[Point annotation data]
--------------------------------------------------

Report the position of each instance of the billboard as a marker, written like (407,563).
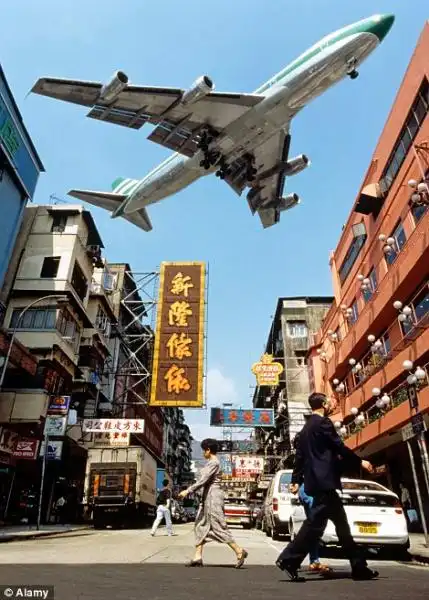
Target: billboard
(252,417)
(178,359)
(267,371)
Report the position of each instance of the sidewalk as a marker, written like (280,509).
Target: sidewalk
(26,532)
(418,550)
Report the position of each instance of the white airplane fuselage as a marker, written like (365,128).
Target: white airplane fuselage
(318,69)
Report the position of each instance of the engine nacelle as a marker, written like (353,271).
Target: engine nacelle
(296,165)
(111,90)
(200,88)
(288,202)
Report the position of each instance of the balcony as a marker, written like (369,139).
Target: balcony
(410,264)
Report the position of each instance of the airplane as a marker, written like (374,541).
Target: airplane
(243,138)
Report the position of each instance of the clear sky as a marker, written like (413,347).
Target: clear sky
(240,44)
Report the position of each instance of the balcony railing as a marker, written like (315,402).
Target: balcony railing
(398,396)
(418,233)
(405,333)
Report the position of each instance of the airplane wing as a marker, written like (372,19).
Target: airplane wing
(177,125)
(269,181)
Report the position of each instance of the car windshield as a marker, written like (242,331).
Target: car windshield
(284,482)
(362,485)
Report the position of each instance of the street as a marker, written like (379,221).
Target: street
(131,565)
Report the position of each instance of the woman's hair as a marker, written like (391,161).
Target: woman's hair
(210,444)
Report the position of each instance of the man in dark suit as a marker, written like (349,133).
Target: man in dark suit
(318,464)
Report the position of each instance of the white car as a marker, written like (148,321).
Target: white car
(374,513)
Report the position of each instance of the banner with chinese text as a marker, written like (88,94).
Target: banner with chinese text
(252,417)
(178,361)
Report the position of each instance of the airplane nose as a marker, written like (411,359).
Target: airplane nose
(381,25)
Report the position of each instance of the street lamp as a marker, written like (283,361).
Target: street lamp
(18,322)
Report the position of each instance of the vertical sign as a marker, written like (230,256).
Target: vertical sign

--------------------------------------------------

**Problem details:**
Quote all of the records above word for word, from the first line through the last, omitting the pictures.

**Response for this exercise:**
Report the position of each instance of the billboard as a marker, written like (407,563).
Target: billboard
(252,417)
(178,359)
(267,371)
Report the position of each instance of the sidewalk as a marker, written like (280,509).
Target: sidewalk
(26,532)
(418,550)
Report the position of each instance of the white airplane fuselage as a marker, written like (365,128).
Target: white airplane fuselage
(318,69)
Report the position of each instance of the engine nacelle as a marker, written like (353,271).
Target: engine nacelle
(296,165)
(111,90)
(200,88)
(288,202)
Report the position of each instance of the balcony as a marker, written like (369,139).
Target: balcony
(410,264)
Report the position of each instance of the airplane as a marker, written like (374,541).
Target: airplane
(243,138)
Report the position of each instance of the clear sky as a marker, written like (413,347).
Target: clear sky
(240,44)
Report the position of each instance of the balcony railing as a marker, written like (315,402).
Target: balcony railing
(398,396)
(418,233)
(405,333)
Report the position of each instance of the airplane wing as a marker, written like (372,19).
Target: airplane wing
(177,125)
(269,181)
Report the position of each instance of the car windshield as a marker, written like (242,331).
Target: car windshield
(284,482)
(362,485)
Report the position of each instance of the street as a marker, written like (379,221).
Target: street
(131,565)
Report the position of each instance of the woman's hair as a marker, written like (391,161).
Target: woman's hair
(210,444)
Report the position of each instance of the man in dark suit as a marker, written like (349,133).
Target: man in dark suit
(318,464)
Report the position of each instance of the white car as a marker, written like (148,321).
Target: white car
(374,513)
Report the position of each instance of the banner with chinese text as a marker, written like (88,94).
Target: banner with chinese text
(252,417)
(178,361)
Report the position of each instance of the airplane nose as a marker, written like (411,359).
Target: airplane nose
(381,25)
Report the position of each instance of the street lamp as a marker, written like (283,361).
Target: street lamp
(18,322)
Report the position of each instance of the vertical sign as a marker, written like (230,256).
Target: vertical sign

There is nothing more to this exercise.